◆ YOUR TASK ◆
Will you print every line from the one containing "point_to finds the tall" through the one containing "pixel 479 198", both included, and leave the picture out?

◆ DATA SHOWN ◆
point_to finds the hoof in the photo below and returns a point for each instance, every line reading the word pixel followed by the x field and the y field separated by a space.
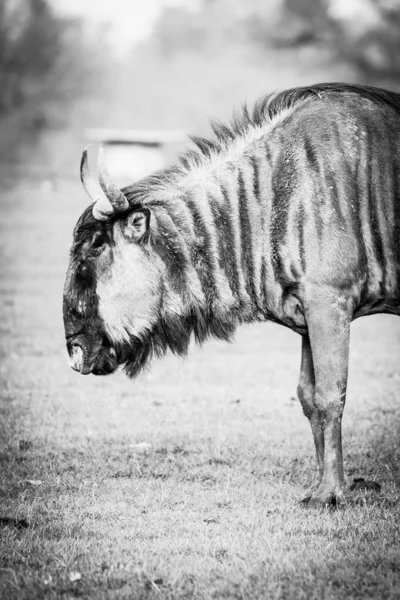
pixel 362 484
...
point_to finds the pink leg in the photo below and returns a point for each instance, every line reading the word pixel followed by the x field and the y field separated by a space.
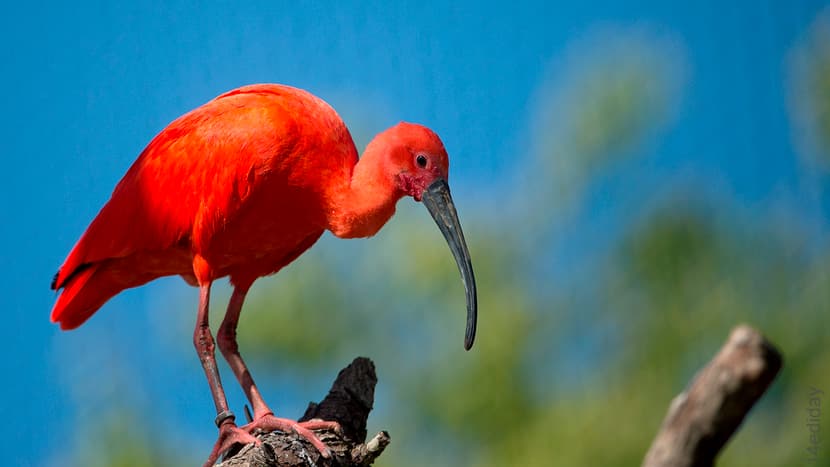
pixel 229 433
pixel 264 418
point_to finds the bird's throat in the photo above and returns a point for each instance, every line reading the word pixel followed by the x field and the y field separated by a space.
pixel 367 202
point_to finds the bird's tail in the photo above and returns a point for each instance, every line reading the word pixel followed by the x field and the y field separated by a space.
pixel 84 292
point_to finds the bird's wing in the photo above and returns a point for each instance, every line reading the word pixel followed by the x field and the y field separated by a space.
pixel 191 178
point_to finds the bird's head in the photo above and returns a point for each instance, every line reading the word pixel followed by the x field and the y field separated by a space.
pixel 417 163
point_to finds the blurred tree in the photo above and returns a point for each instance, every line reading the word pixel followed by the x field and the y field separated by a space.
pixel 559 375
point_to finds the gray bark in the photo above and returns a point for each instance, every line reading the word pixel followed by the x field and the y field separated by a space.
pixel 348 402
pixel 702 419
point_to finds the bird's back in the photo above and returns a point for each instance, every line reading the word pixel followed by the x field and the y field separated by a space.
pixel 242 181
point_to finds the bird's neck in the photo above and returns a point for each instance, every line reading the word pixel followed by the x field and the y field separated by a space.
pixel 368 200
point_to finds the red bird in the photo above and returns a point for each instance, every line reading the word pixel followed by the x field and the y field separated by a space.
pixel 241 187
* * *
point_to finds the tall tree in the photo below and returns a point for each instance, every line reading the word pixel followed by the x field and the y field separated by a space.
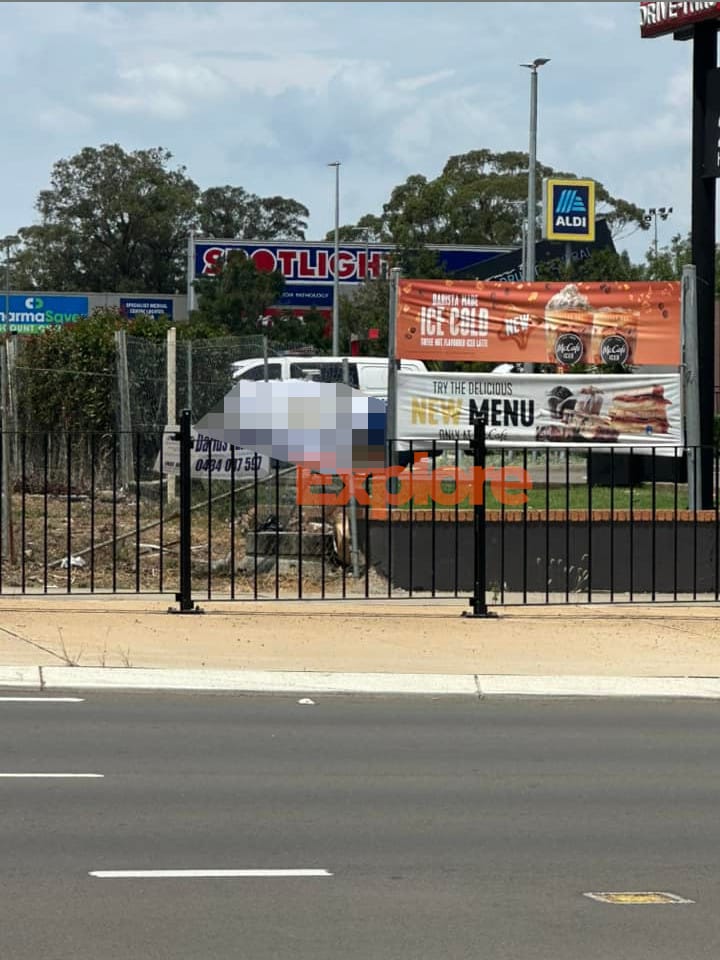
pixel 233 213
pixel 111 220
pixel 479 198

◆ RESULT OF THE EXERCISE ◆
point_to finds the tall tree in the photo below and returns a point for each instance, every line reading the word pixel followed by the x field and the y field separated by a space.
pixel 233 213
pixel 111 220
pixel 479 198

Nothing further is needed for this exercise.